— START OF Data rows —

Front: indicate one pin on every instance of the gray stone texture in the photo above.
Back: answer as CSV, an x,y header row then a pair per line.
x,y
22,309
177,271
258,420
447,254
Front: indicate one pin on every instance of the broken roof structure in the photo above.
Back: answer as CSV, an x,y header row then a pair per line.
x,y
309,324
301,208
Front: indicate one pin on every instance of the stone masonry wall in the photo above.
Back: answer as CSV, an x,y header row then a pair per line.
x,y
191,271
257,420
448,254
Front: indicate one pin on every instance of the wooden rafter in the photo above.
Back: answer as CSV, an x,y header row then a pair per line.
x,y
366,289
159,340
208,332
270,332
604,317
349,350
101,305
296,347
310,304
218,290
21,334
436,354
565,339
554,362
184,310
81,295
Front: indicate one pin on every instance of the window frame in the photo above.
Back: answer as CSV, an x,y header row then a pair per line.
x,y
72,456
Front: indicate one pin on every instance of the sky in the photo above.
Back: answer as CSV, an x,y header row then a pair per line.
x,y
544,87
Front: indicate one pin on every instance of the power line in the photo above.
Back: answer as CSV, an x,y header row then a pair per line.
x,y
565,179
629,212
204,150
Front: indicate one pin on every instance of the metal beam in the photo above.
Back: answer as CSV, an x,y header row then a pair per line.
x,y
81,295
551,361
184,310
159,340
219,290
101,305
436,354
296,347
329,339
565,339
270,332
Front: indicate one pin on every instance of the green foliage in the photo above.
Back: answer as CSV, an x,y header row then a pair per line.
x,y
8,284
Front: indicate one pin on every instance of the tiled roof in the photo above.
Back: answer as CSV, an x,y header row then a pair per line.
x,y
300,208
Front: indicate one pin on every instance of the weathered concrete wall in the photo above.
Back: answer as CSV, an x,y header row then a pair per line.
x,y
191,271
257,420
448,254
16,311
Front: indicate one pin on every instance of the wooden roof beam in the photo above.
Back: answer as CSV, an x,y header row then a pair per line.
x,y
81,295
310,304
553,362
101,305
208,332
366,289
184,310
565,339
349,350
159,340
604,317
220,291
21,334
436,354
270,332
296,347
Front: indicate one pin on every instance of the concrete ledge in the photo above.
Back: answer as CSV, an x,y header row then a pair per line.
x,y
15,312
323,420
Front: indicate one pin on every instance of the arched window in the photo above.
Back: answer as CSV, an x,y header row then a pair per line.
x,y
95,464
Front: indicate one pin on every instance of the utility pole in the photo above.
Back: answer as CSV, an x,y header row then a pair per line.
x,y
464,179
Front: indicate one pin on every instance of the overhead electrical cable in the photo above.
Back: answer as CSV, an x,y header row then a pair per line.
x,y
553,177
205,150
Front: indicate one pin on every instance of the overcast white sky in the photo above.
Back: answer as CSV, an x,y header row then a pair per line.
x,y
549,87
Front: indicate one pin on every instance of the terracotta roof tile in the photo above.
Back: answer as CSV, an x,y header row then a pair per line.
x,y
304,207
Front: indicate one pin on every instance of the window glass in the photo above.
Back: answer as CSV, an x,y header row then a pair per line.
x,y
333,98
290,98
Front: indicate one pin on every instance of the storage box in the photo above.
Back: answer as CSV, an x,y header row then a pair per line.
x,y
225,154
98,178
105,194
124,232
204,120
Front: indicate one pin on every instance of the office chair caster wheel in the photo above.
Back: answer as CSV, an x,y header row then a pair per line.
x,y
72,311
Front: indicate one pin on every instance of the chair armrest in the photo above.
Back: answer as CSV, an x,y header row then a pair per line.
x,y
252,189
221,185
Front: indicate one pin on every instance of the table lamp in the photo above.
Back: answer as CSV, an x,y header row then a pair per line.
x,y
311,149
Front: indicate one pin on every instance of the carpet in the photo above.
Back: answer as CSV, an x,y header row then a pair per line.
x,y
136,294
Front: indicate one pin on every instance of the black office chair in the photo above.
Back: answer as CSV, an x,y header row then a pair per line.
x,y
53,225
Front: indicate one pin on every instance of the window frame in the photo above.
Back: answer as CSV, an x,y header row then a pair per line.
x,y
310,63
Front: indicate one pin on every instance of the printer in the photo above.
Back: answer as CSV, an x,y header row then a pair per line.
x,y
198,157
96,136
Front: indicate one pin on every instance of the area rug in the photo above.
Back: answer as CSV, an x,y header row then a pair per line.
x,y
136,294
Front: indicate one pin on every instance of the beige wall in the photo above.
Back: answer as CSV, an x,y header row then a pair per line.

— END OF Data rows —

From the line holding "Front: indicate one pin on every instance of the storage" down to the final line above, quote every line exactly and only those lines.

● Response to this exercise:
Front: indicate one pin on every instance of the storage box in the photo above.
Back: answer as CSV, an x,y header row then a pair per line.
x,y
225,154
98,178
105,194
124,232
204,120
Front: indicate one pin on every instance of the office chair caster wheel in the photo above.
Back: answer as CSV, an x,y header row then a pair per line.
x,y
72,311
Front: indicate one pin on every instance of the chair armrest in the photo above.
Back: answer as CSV, an x,y header row then a pair per line.
x,y
252,189
221,185
Front: indicate one pin on every instance of the table lamp in the photo above.
Back: answer as CSV, an x,y header row then a pair per line.
x,y
311,149
Front: indicate one pin on every instance of the carpet in the photo above.
Back: answer as CSV, an x,y header row then a pair per line.
x,y
136,294
Front: indicate one pin on every instance of the black office chair in the photo above.
Back: answer as CSV, an x,y header row then a pair per line.
x,y
53,225
Front: indicate one pin on every instance of the window frame in the photo above.
Back: answer as CSV, an x,y header row then a pair per line.
x,y
310,63
Front: indicate one pin on every instance of the printer in the photo above.
Back: answer as CSV, an x,y header row then a pair per line.
x,y
198,157
96,136
Front: indicate one pin on every instance of the area rug in the photo above.
Back: answer as CSV, an x,y header row then a pair per line.
x,y
136,294
Front: indicate one pin on every instance of the beige wall in the photo above.
Back: answer as CSV, an x,y header row then a pair per line.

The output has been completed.